Problem statement →
Copy out the whole listing below line for line, leaving out the pictures.
....
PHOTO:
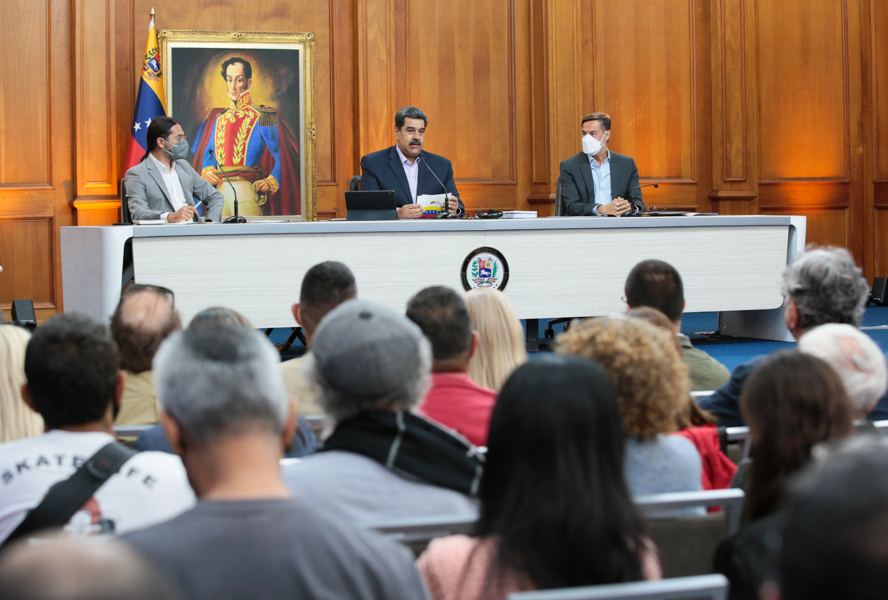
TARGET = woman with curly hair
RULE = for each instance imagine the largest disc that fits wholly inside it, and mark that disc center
(554, 513)
(500, 347)
(653, 388)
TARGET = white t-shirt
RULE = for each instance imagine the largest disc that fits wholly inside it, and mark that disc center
(149, 488)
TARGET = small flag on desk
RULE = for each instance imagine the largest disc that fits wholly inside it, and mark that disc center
(150, 99)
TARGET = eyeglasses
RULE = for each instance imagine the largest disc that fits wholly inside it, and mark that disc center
(133, 288)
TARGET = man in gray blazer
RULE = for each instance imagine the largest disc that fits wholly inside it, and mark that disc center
(598, 181)
(164, 185)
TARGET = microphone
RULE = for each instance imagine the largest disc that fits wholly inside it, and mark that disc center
(236, 218)
(637, 210)
(446, 214)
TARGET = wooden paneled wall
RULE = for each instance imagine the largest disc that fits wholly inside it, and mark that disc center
(735, 106)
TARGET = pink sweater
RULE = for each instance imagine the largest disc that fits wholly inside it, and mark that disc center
(456, 568)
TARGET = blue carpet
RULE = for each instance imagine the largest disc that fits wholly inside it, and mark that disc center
(729, 351)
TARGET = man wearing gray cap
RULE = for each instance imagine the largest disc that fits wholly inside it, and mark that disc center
(381, 462)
....
Full output →
PHOTO:
TARGET = woman with curly hair
RULE = for each instance imagine the largest disc that fits wholly inside it, and mark that disc center
(554, 513)
(500, 347)
(653, 388)
TARGET = white t-shirt
RULE = for each instance imagine the largest disc that fits wholly inside it, and mark that disc center
(149, 488)
TARGET = small flag on desk
RULE = for each instance imagine the largest disc that fits wholly inside it, and mark that disc center
(150, 99)
TARGET = eyeglasses
RULE = for each instance imagine the largest disc that fits wholly inside it, and mark that disc center
(133, 288)
TARGET = man in gray blazer
RULE = for each instance imagine the largest disc that fits wholly inside it, and mark that disc center
(598, 181)
(164, 185)
TARGET = microphone
RULE = for each instance imagine the largest disc that fits wholly inside it, and mark that disc center
(236, 218)
(637, 210)
(446, 214)
TARGET = wooden paneled wall
RULE = for each instance imagine the largest disc that fits wholly inside it, and mark that disc center
(735, 106)
TARGET = pink sweater
RULE = for each instance imagine the largest disc that fits wholly inside it, and mark that disc center
(456, 568)
TARGET = blue carpet
RULE = for each instance imagine the largest disc that fits wholly inside it, and mark that disc center
(729, 351)
TARGET = man wearing gray cap
RULE = for each instance imagine the largest disc that fits wholly inside it, and mark that disc center
(381, 462)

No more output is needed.